## PROBLEM STATEMENT
Scan the entries for the word "spread" and return every line that has it.

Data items
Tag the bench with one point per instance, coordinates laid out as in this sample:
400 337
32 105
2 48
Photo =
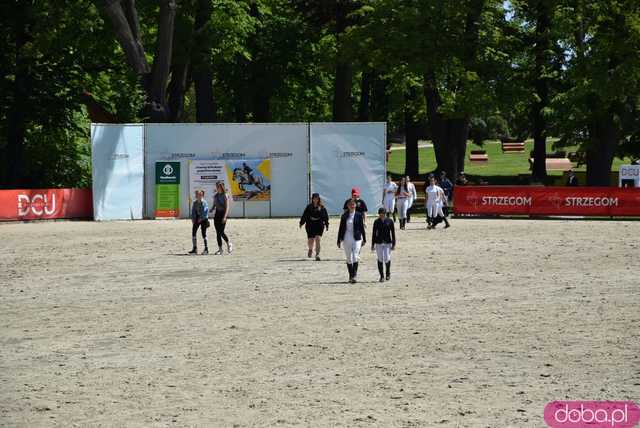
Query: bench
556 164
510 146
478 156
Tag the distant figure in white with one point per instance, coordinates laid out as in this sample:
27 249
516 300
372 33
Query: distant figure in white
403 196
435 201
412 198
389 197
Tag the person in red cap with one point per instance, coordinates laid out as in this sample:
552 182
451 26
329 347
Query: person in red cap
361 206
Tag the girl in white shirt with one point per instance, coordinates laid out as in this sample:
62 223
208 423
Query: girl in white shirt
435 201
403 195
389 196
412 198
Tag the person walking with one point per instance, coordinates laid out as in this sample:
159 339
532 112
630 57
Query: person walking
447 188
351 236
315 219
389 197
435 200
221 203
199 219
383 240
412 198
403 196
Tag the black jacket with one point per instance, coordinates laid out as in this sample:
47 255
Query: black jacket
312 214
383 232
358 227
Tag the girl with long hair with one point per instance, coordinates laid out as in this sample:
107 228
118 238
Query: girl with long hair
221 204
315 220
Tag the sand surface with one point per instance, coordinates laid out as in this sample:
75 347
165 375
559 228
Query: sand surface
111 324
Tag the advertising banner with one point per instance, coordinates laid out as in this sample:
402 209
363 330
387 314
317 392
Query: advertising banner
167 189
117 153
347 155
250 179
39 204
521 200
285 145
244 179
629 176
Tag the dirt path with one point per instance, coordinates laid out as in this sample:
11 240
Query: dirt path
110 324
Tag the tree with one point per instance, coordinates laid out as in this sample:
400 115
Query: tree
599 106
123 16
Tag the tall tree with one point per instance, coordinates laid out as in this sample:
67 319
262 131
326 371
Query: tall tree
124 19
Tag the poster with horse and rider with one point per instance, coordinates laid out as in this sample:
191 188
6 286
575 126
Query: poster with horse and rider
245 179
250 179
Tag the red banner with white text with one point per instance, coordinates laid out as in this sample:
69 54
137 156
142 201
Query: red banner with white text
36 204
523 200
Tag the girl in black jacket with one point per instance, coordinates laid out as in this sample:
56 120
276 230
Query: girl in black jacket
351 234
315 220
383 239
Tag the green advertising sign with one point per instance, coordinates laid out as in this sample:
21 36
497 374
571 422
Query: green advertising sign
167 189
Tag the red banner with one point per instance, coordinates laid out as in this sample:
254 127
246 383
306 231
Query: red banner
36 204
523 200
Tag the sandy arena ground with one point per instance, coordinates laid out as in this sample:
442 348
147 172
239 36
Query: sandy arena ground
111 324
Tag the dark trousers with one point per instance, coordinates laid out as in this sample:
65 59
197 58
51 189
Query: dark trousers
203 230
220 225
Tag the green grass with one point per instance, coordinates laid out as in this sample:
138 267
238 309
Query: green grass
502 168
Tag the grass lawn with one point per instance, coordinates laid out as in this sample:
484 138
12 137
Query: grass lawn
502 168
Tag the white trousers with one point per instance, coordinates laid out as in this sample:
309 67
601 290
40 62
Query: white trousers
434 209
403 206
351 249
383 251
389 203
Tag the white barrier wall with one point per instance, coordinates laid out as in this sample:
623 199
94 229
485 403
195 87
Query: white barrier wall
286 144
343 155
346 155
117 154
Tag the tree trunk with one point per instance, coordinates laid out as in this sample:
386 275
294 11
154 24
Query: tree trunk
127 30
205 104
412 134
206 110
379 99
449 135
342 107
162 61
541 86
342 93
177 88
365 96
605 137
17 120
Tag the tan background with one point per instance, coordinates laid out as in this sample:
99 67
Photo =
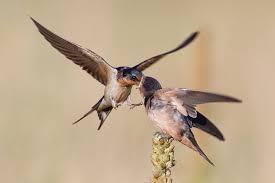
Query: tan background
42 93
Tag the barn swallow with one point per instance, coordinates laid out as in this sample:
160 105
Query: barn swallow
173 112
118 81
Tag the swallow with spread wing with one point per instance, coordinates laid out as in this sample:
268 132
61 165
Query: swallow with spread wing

## ANSWER BELOW
Tag the swallow with spread wing with one point per instance, coordinates laid out as in this sample:
Query: swallow with spread wing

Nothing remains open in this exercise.